### Excerpt
In a remarkable turn of events Deadpool improved dramatically in its last instalment. So much so that the series became one to watch for the first time in its entire run. That turnaround meant that this issue found the book at something of a crossroads, it could either continue to gain traction or it could revert back to the sorry state it was in just a few issues back.

Or it could stay steady without getting any worse or any better. Yeah, that’s the one they went with.

As you may have seen as the climax of issue nine, Sabretooth sat in a seedy restaurant and awaited yet another showdown with Deadpool. One would assume that that would mean bullets flying, swords swinging, and claws slicing. But no, Gerry Duggan decided that the most logical way to go just wasn’t for him as this book opened on a more puzzling note.

Sabretooth was indeed sat in the same place when the story began but instead of Deadpool busting in and going to war with his animalistic nemesis yet again he opted to do something a little different… he sat down and shared a meal with him. This was one of those moments that made you question just how Duggan ever made a name for himself in the writing business in the first place. The fans wanted to see these two do battle once more and it would have been the only thing that made sense too considering how Deadpool believes Sabretooth killed his parents but instead they got a rather nondescript bit of conversation. It is hard to even recall any stand out moment from that portion of the book despite having just put it down, that’s how little of an impact Duggan’s writing made in this instance.

Some of the entertainment factor from the last book was recovered however as the two men engaged in a somewhat epic chase scene on motorbikes. It has to be said that the art was on fine form throughout this sequence as Matteo Lolli managed to inject each static shot with a fluidity of movement that you would have been forgiven for not thinking him capable of capturing. The writing? That was less impressive. The jokes flowed well and that’s where the entertainment comes in but the actual plot devices were idiotic especially as it pertains to the end of said chase. What happened there was that two helicopter collided for no discernable reason other than it being convenient for Duggan. Why work hard when you can hardly work?

### Source material
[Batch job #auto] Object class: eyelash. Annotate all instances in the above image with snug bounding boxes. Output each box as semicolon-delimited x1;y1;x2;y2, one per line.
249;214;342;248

### To do
[A] In the Deadpool review, who is credited with the art in the motorbike chase sequence?
[B] Name every person or character mentioned in the Deadpool review.
[C] Please rewrite the paragraph of the Deadpool review that begins "Some of the entertainment factor" as a short bulleted list that keeps its main points.

### Outputs in order
[A] Matteo Lolli.

[B] Deadpool, Sabretooth, Gerry Duggan, Matteo Lolli

[C]
- Some of the previous issue's entertainment returned with a motorbike chase between the two men.
- Matteo Lolli's art was strong throughout the sequence and gave the static shots a sense of fluid movement.
- The writing was weaker. The jokes flowed well, but the plot devices were idiotic, especially at the end of the chase.
- The chase ended with two helicopters colliding for no clear reason other than convenience for Duggan.